* WHAT IS REQUIRED
Write out the records verbatim, starting at the line that contains "# target: <item>sky</item>" and stopping after the line that contains "331], [585, 335]]".

## BEGIN STORED ROWS

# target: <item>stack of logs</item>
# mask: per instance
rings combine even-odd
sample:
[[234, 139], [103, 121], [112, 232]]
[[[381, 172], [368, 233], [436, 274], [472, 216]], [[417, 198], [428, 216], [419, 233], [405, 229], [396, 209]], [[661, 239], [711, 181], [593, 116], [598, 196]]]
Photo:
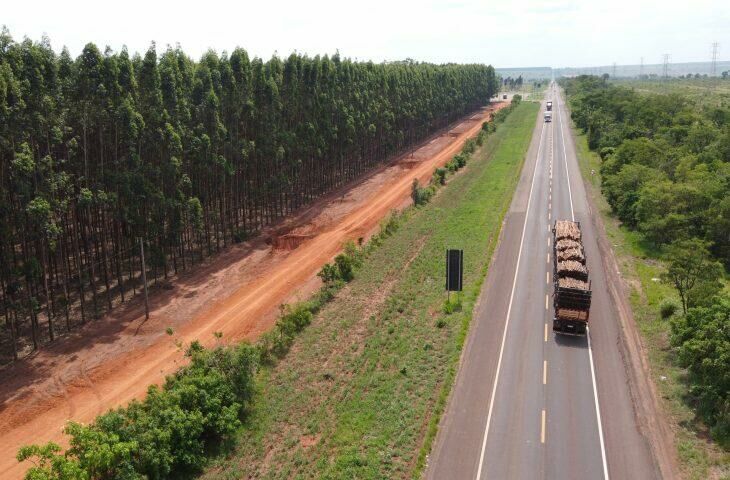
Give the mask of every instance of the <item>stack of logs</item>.
[[588, 290], [588, 269], [580, 226], [570, 220], [555, 222], [555, 255], [558, 285]]

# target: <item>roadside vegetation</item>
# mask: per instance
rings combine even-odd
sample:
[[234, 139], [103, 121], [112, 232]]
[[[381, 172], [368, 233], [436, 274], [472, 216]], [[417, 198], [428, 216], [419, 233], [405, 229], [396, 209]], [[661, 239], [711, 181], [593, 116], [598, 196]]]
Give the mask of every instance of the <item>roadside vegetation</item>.
[[[687, 478], [730, 475], [730, 109], [637, 93], [595, 77], [565, 83], [653, 381]], [[601, 196], [598, 192], [602, 192]], [[714, 441], [710, 441], [710, 439]]]
[[[0, 30], [0, 364], [476, 110], [487, 65], [199, 60]], [[142, 259], [141, 246], [145, 259]]]
[[720, 77], [616, 79], [610, 82], [641, 94], [674, 94], [698, 105], [713, 106], [730, 102], [730, 71]]
[[[144, 400], [69, 423], [65, 450], [21, 448], [18, 459], [33, 464], [26, 478], [187, 478], [211, 456], [208, 475], [220, 478], [420, 471], [529, 145], [538, 107], [519, 104], [417, 187], [430, 202], [393, 213], [364, 245], [347, 244], [320, 271], [320, 291], [282, 306], [256, 344], [216, 335], [213, 349], [180, 345], [189, 364]], [[469, 175], [453, 176], [467, 165]], [[447, 247], [468, 255], [458, 305], [443, 298]]]

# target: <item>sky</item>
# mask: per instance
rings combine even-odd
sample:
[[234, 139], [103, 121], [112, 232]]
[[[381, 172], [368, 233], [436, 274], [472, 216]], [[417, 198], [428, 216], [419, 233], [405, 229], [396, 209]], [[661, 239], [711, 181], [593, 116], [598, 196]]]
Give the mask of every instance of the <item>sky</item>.
[[[47, 35], [78, 55], [88, 42], [144, 52], [180, 44], [193, 58], [245, 48], [281, 57], [340, 52], [376, 62], [412, 58], [507, 67], [730, 59], [728, 0], [3, 0], [15, 40]], [[514, 3], [514, 4], [513, 4]]]

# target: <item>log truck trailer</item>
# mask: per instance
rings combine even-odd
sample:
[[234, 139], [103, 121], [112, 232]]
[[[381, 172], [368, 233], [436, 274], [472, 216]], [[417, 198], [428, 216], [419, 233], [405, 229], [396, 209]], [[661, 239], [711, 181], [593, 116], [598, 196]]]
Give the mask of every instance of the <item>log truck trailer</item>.
[[591, 307], [591, 283], [580, 222], [556, 220], [553, 225], [553, 285], [553, 331], [585, 335]]

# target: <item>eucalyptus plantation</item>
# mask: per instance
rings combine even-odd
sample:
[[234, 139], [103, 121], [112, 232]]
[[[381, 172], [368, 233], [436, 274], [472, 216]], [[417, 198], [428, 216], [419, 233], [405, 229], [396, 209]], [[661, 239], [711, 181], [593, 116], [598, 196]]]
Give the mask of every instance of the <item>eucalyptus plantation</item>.
[[94, 321], [496, 92], [484, 65], [243, 49], [194, 61], [0, 34], [0, 360]]

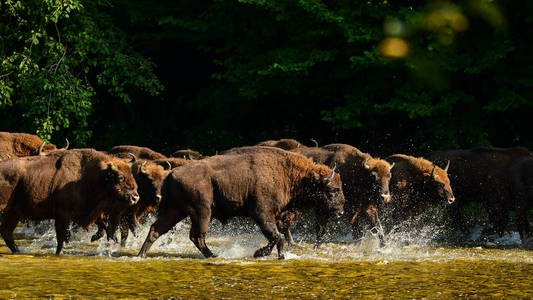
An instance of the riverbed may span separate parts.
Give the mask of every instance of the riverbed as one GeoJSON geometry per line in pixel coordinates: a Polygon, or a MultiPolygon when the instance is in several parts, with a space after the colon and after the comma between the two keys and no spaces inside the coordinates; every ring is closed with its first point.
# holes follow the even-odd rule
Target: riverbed
{"type": "Polygon", "coordinates": [[[426,226],[389,235],[379,247],[371,233],[354,241],[340,232],[315,250],[310,230],[296,228],[285,260],[275,251],[256,259],[253,252],[266,239],[237,220],[213,224],[207,243],[218,257],[204,259],[183,222],[140,259],[148,227],[124,248],[103,239],[91,243],[94,230],[74,228],[58,257],[52,223],[19,226],[23,254],[9,254],[0,242],[0,298],[533,297],[533,251],[513,246],[513,233],[505,247],[450,247],[433,238],[439,228],[426,226]]]}

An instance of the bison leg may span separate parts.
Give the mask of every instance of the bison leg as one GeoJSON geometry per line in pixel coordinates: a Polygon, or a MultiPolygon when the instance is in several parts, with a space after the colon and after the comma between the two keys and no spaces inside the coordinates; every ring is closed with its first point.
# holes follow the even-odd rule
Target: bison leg
{"type": "Polygon", "coordinates": [[[125,220],[122,220],[122,222],[120,222],[120,247],[126,247],[126,240],[128,239],[129,232],[128,223],[125,220]]]}
{"type": "Polygon", "coordinates": [[[278,247],[278,258],[284,259],[285,255],[283,253],[283,248],[285,246],[285,239],[281,236],[281,233],[278,231],[276,222],[274,220],[265,220],[263,218],[256,218],[256,221],[261,229],[261,232],[265,235],[268,240],[268,244],[255,251],[254,257],[268,256],[272,253],[272,249],[277,245],[278,247]]]}
{"type": "Polygon", "coordinates": [[[55,219],[56,239],[57,247],[56,254],[61,255],[63,253],[63,244],[68,240],[68,224],[69,222],[63,218],[55,219]]]}
{"type": "Polygon", "coordinates": [[[205,243],[205,237],[207,236],[209,225],[211,223],[211,212],[209,209],[201,209],[199,215],[200,217],[197,215],[191,215],[191,231],[189,232],[189,238],[206,258],[216,257],[205,243]]]}
{"type": "Polygon", "coordinates": [[[368,216],[368,219],[370,220],[370,225],[375,228],[378,232],[378,239],[379,239],[379,246],[383,247],[385,246],[385,236],[383,235],[383,226],[381,226],[381,222],[379,221],[379,214],[378,210],[374,205],[369,205],[366,209],[366,215],[368,216]]]}
{"type": "Polygon", "coordinates": [[[326,233],[326,227],[328,225],[328,217],[318,214],[316,215],[316,241],[314,245],[314,249],[318,249],[320,245],[322,244],[322,238],[324,237],[324,234],[326,233]]]}
{"type": "Polygon", "coordinates": [[[150,232],[139,251],[139,257],[146,257],[146,252],[150,250],[150,247],[154,242],[163,234],[167,233],[174,225],[185,219],[187,215],[175,209],[165,210],[164,215],[159,215],[157,220],[150,227],[150,232]]]}
{"type": "Polygon", "coordinates": [[[6,212],[4,214],[4,220],[2,221],[2,225],[0,225],[0,233],[2,235],[2,238],[6,242],[7,247],[9,248],[9,250],[11,250],[12,253],[19,252],[19,249],[15,244],[15,240],[13,239],[13,231],[17,227],[20,217],[20,214],[16,212],[6,212]]]}

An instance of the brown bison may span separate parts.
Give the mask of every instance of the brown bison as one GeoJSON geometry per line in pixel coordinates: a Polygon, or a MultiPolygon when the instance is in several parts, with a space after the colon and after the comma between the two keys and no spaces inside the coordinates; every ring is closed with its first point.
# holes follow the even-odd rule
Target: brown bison
{"type": "Polygon", "coordinates": [[[516,227],[522,244],[531,234],[528,211],[533,208],[533,156],[515,160],[509,169],[512,207],[516,210],[516,227]]]}
{"type": "Polygon", "coordinates": [[[119,157],[122,159],[130,159],[130,153],[135,155],[139,159],[165,159],[167,158],[163,154],[159,152],[155,152],[154,150],[147,148],[147,147],[139,147],[139,146],[130,146],[130,145],[120,145],[115,146],[111,148],[111,150],[107,151],[108,154],[113,155],[115,157],[119,157]]]}
{"type": "Polygon", "coordinates": [[[455,197],[447,169],[441,169],[427,159],[403,154],[386,158],[394,164],[390,190],[392,199],[386,213],[393,223],[410,219],[430,205],[450,205],[455,197]]]}
{"type": "Polygon", "coordinates": [[[179,157],[179,158],[190,159],[190,160],[198,160],[198,159],[204,158],[205,156],[203,156],[198,151],[194,151],[191,149],[182,149],[182,150],[178,150],[172,153],[172,157],[179,157]]]}
{"type": "Polygon", "coordinates": [[[0,233],[13,253],[13,230],[21,218],[54,219],[61,254],[71,221],[88,228],[108,214],[116,230],[121,212],[139,200],[130,165],[92,149],[2,161],[0,190],[0,233]]]}
{"type": "Polygon", "coordinates": [[[296,148],[304,148],[305,145],[294,139],[268,140],[257,143],[256,146],[276,147],[283,150],[292,150],[296,148]]]}
{"type": "MultiPolygon", "coordinates": [[[[373,158],[370,154],[346,144],[330,144],[320,148],[294,149],[293,152],[312,158],[315,162],[337,166],[342,179],[342,189],[346,197],[344,210],[351,217],[353,223],[353,237],[362,235],[361,221],[366,219],[372,227],[380,228],[377,207],[390,200],[389,180],[391,168],[387,161],[373,158]],[[358,217],[358,216],[361,217],[358,217]]],[[[317,222],[317,241],[315,247],[321,243],[321,236],[325,230],[324,220],[317,222]],[[323,223],[323,224],[320,224],[323,223]]],[[[379,238],[383,243],[380,230],[379,238]]],[[[290,239],[290,231],[287,232],[290,239]]]]}
{"type": "Polygon", "coordinates": [[[185,158],[179,158],[179,157],[169,157],[165,159],[154,159],[152,160],[153,163],[162,166],[163,168],[167,169],[174,169],[177,167],[181,167],[183,165],[186,165],[190,162],[192,162],[191,159],[185,159],[185,158]]]}
{"type": "MultiPolygon", "coordinates": [[[[167,159],[168,161],[171,159],[167,159]]],[[[189,161],[190,162],[190,161],[189,161]]],[[[133,157],[132,173],[137,182],[137,191],[140,200],[133,206],[128,207],[124,212],[120,222],[120,240],[121,246],[126,245],[129,231],[135,234],[139,221],[145,215],[157,211],[161,202],[161,187],[163,180],[171,169],[170,163],[156,163],[156,160],[139,160],[135,161],[133,157]],[[166,168],[166,169],[165,169],[166,168]]],[[[91,242],[100,239],[107,231],[108,222],[106,219],[98,220],[98,231],[91,237],[91,242]]],[[[109,236],[108,239],[115,240],[115,236],[109,236]]]]}
{"type": "MultiPolygon", "coordinates": [[[[429,153],[427,158],[438,165],[451,162],[448,174],[457,198],[451,207],[451,219],[456,227],[467,230],[461,208],[468,202],[481,203],[489,216],[492,230],[503,235],[508,224],[510,195],[509,168],[529,150],[515,148],[477,148],[446,150],[429,153]]],[[[488,233],[485,231],[484,233],[488,233]]]]}
{"type": "MultiPolygon", "coordinates": [[[[65,148],[68,148],[68,140],[65,148]]],[[[54,144],[46,144],[40,137],[28,133],[0,132],[0,160],[40,155],[58,150],[54,144]]]]}
{"type": "Polygon", "coordinates": [[[245,147],[172,170],[163,184],[157,221],[139,256],[146,256],[159,236],[189,216],[191,241],[205,257],[212,257],[205,243],[211,219],[225,223],[234,216],[249,216],[268,240],[254,257],[269,255],[277,246],[282,259],[285,239],[276,225],[284,211],[315,207],[339,216],[343,206],[340,176],[328,167],[281,149],[245,147]]]}

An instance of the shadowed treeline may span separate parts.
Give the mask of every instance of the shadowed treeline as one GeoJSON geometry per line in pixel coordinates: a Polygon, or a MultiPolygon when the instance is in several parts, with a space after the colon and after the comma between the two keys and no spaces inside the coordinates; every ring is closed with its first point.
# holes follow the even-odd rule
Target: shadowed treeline
{"type": "Polygon", "coordinates": [[[4,131],[165,154],[533,147],[527,1],[0,3],[4,131]]]}

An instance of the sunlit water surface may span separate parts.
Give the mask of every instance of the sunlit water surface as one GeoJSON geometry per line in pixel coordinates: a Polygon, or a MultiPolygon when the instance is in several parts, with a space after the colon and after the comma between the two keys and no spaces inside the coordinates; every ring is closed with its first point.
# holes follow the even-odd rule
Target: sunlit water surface
{"type": "MultiPolygon", "coordinates": [[[[275,252],[252,257],[266,240],[242,219],[225,227],[213,223],[207,243],[218,257],[212,259],[203,259],[189,241],[187,222],[162,236],[146,259],[136,254],[148,225],[122,249],[104,240],[90,243],[94,229],[73,229],[65,255],[57,257],[51,224],[17,229],[24,254],[9,254],[0,241],[0,299],[533,298],[533,251],[439,246],[436,226],[390,234],[382,248],[371,233],[353,241],[335,227],[314,250],[311,226],[300,225],[296,245],[279,261],[275,252]]],[[[494,243],[516,239],[515,233],[494,243]]]]}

## END STORED ROWS

* WRITTEN ANSWER
# target: <item>sky</item>
# mask: per instance
rings combine even-odd
sample:
[[234, 139], [103, 121], [112, 232]]
[[[381, 172], [368, 233], [436, 274], [472, 216]], [[417, 198], [428, 216], [419, 233], [405, 229], [396, 209]], [[661, 239], [711, 181], [593, 116], [598, 196]]]
Give the mask of every instance of the <item>sky</item>.
[[[47, 35], [78, 55], [88, 42], [144, 52], [180, 44], [193, 58], [245, 48], [281, 57], [340, 52], [376, 62], [412, 58], [507, 67], [730, 59], [728, 0], [3, 0], [15, 40]], [[514, 3], [514, 4], [513, 4]]]

# target: <item>log truck trailer</item>
# mask: per instance
rings combine even-odd
sample:
[[234, 139], [103, 121], [112, 232]]
[[[381, 172], [368, 233], [436, 274], [472, 216]], [[417, 198], [428, 216], [419, 233], [405, 229], [396, 209]], [[661, 239], [711, 181], [593, 116], [598, 196]]]
Give the mask of every instance of the <item>log truck trailer</item>.
[[591, 307], [591, 283], [580, 222], [556, 220], [553, 225], [553, 285], [553, 331], [585, 335]]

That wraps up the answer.